------ PASSAGE ------
Their second child Christine Magdalene Hartman was born in 1883
at Kapunda, a bustling copper mining town about 20 miles from the
family home at Ebenezer. We have no records of the next few years
but understand that Anna went to Western Austrtalia and lived in
Perth with John Charles and Christine. There is no record of Charles
Hartman except an entry in the S.A. register after his name which
says dep.W.A. There are no letters from Anna to help
in her story.
Records show that in 1890 Anna, a widow, married John James Strawbridge,
a widower, in the Baptist Church at Kapunda in South Australia.
Norman Alfred Stanley Strawbridge was born to them at Kapunda in
1891 and died in 1911 but there is no record of his burial place.
Nothing further is known of John. J. Strawbridge except that he
died in 1938, as told by the Strawbridge family.
Christine grew into a tall striking looking woman who became an
actress and went to Kalgoorlie to follow her career. It was then
a bustling gold mining town. Here she met and married John Walker.
He died in 1944. They had two children Alexander and Jean. About
1940 Alexander Walker with his wife May Skepper and children Gaye
and Russell went to live in South Australia at Glenelg. It was then
wartime but after some years they returned to Western Australia
for medical reasons. After several years at Armadale they moved
to Busselton.
Christines daughter Jean Walker worked as a secretary in
Perth and married Jack Wynn. They lived at Nedlands and had a daughter
Shirley Wynn, a journalist who married John Pennlington (A.B.C.)
------ INFORMATION GIVEN ------
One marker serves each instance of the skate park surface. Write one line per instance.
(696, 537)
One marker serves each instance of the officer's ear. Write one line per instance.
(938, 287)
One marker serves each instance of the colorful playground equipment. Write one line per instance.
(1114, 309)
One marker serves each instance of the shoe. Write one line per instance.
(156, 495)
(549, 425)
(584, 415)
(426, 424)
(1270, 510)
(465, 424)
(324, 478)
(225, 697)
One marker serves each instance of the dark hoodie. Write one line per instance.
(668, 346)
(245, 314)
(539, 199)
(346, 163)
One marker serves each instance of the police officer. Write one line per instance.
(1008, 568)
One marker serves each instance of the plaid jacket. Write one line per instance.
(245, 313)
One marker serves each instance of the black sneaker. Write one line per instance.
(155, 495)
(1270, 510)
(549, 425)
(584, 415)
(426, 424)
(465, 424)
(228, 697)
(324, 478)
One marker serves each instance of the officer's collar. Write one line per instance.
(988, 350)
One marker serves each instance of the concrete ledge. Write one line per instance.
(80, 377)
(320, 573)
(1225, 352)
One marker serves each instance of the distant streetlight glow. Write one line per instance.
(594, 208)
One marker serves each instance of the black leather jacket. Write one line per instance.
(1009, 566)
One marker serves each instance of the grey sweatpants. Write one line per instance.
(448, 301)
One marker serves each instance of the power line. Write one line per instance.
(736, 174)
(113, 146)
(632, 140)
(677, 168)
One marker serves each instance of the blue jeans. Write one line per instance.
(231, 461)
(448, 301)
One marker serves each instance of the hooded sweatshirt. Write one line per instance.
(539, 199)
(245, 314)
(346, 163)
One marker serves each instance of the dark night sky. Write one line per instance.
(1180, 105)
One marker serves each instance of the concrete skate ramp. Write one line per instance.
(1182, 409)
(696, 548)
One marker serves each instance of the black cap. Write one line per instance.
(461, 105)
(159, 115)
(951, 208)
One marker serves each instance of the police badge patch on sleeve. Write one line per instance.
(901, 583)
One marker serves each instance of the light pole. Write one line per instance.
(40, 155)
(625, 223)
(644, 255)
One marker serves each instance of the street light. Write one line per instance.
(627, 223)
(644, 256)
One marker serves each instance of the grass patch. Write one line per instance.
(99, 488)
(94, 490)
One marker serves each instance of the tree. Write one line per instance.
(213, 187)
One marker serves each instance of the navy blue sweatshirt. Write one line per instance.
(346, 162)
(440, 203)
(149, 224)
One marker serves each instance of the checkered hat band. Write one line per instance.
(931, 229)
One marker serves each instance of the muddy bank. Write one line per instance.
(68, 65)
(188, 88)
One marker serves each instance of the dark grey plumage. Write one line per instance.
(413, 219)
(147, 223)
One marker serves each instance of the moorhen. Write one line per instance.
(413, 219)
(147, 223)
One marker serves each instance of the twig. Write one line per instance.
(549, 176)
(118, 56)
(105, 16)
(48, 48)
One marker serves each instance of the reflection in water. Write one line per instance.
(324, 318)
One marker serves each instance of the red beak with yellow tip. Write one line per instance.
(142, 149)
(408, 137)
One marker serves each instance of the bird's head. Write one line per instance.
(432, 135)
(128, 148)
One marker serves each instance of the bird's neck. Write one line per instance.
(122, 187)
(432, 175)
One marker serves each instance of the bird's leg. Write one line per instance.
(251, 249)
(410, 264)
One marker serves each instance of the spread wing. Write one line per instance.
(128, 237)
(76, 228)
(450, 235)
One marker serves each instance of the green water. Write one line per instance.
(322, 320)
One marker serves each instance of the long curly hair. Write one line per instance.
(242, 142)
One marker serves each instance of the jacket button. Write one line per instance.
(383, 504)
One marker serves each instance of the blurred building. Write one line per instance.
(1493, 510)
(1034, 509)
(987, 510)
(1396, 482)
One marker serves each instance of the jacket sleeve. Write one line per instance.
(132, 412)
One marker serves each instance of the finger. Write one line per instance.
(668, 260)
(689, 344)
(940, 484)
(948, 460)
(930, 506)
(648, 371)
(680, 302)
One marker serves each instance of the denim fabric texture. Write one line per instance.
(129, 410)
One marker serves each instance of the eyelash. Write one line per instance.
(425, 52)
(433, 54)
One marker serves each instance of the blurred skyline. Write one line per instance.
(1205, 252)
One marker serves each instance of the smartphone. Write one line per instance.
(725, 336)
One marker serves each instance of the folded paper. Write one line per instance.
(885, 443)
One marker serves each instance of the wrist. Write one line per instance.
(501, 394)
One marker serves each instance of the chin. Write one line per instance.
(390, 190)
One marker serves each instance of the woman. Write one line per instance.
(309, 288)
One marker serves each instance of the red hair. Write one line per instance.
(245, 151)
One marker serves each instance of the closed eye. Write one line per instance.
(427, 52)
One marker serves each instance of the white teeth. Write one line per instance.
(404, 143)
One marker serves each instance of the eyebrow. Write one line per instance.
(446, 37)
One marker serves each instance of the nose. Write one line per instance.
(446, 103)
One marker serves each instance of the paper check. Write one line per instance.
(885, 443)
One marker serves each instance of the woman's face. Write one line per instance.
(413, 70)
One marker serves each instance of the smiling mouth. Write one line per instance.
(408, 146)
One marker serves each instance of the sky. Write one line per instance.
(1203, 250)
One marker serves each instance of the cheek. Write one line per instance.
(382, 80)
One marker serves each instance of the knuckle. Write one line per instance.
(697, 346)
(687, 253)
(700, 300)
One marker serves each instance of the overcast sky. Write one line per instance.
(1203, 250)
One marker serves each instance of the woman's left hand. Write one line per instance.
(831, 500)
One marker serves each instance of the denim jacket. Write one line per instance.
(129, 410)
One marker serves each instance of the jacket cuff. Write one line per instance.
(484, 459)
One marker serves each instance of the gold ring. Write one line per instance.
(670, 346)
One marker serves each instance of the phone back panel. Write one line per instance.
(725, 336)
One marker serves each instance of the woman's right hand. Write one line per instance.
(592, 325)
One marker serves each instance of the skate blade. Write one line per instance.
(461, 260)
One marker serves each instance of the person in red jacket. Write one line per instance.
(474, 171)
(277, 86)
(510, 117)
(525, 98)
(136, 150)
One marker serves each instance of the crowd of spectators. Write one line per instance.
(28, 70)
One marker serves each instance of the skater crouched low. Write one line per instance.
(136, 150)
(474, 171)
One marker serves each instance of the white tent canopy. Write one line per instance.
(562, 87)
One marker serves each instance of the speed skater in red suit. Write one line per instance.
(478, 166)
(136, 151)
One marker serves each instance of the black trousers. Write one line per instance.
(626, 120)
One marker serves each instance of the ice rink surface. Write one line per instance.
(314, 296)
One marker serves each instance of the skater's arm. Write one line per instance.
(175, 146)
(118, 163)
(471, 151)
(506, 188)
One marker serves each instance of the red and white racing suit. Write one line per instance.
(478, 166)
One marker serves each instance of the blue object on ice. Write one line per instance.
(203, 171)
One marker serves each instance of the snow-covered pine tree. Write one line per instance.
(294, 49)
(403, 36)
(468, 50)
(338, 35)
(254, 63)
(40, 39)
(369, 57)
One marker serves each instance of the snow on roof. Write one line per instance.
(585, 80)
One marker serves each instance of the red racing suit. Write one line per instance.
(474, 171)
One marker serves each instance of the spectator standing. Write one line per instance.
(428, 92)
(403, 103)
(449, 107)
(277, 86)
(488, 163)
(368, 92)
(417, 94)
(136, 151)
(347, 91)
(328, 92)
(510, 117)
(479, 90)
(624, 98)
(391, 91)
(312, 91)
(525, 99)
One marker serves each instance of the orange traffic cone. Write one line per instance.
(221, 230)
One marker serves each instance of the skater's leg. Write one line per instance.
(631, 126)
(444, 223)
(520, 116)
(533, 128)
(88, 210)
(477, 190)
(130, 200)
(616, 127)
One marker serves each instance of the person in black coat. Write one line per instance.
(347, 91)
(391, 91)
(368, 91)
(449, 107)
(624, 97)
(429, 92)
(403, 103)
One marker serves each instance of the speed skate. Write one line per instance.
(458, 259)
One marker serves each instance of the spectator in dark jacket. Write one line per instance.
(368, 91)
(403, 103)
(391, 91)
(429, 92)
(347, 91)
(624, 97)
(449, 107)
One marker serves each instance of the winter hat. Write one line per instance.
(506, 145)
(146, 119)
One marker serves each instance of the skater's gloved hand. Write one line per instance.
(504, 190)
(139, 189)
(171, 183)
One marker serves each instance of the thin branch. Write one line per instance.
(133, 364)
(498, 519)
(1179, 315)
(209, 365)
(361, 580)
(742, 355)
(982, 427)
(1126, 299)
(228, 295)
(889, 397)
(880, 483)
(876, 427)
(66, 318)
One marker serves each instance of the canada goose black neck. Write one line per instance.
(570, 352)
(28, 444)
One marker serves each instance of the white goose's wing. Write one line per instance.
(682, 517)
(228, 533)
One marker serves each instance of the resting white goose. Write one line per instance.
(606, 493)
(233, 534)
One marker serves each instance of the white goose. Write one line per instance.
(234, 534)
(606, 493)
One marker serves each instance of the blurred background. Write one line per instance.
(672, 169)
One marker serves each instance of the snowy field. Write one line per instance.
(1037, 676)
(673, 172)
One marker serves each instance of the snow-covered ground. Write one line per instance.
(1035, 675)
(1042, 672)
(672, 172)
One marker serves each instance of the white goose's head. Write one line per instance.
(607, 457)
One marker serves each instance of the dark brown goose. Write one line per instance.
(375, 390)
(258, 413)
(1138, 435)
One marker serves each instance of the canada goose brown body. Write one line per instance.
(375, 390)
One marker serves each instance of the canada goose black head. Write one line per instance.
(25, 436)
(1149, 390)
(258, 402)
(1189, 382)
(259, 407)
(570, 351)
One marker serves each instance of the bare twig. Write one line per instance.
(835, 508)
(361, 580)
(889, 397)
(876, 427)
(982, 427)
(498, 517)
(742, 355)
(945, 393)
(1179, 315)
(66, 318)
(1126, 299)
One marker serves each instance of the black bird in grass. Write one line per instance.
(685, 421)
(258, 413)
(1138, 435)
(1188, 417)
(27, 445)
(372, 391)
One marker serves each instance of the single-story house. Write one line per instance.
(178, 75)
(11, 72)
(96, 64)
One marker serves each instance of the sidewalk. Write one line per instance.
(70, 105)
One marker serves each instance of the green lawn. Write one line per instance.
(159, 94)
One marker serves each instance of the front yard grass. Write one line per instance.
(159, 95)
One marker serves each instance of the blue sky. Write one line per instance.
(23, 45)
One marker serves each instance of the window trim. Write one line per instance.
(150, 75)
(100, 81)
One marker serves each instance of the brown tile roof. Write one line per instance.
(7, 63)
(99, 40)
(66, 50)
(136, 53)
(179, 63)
------
## WHAT YOU WILL DO
1. Please answer these questions about the family history:
(a) In what year and in which town was Christine Magdalene Hartman born?
(b) In what church did Anna marry John James Strawbridge in 1890?
(c) What was Shirley Wynn's occupation?
2. Continue the family history from its final sentence.

## RESULTS BY TASK
1.
(a) 1883, at Kapunda
(b) The Baptist Church at Kapunda
(c) Journalist

2.
who was at one time in Canberra. Jean died in 1980.
Christines other son Charles Kenneth Walker was born in Kalgoorlie
in 1912 but died aged 4yrs.
Christine and son Alexander are buried at Busselton.
Meanwhile Anna, who had moved back to Adelaide, lived in a cottage
at Kent Town where she died in 1918. Her son John Charles Hartman
who had lived with her till then, married Florence Smith from Robe,
South Australia, in1920. They had one son John who died in 1946.
Anna, John Charles, Florence and John Jnr.are all buried in the
Magill Cemetery. Anna differed from the other children of Johann
Zwar in that she made a life for herself and her children outside
the Wendish, German and Lutheran communities. Maybe this was a result
of the loss of her mother and not having the same opportunities
as the others or because of her fathers second marriage. Maybe
there is some correspondence which indicates what her feelings were.
If there is it would be interesting to see it.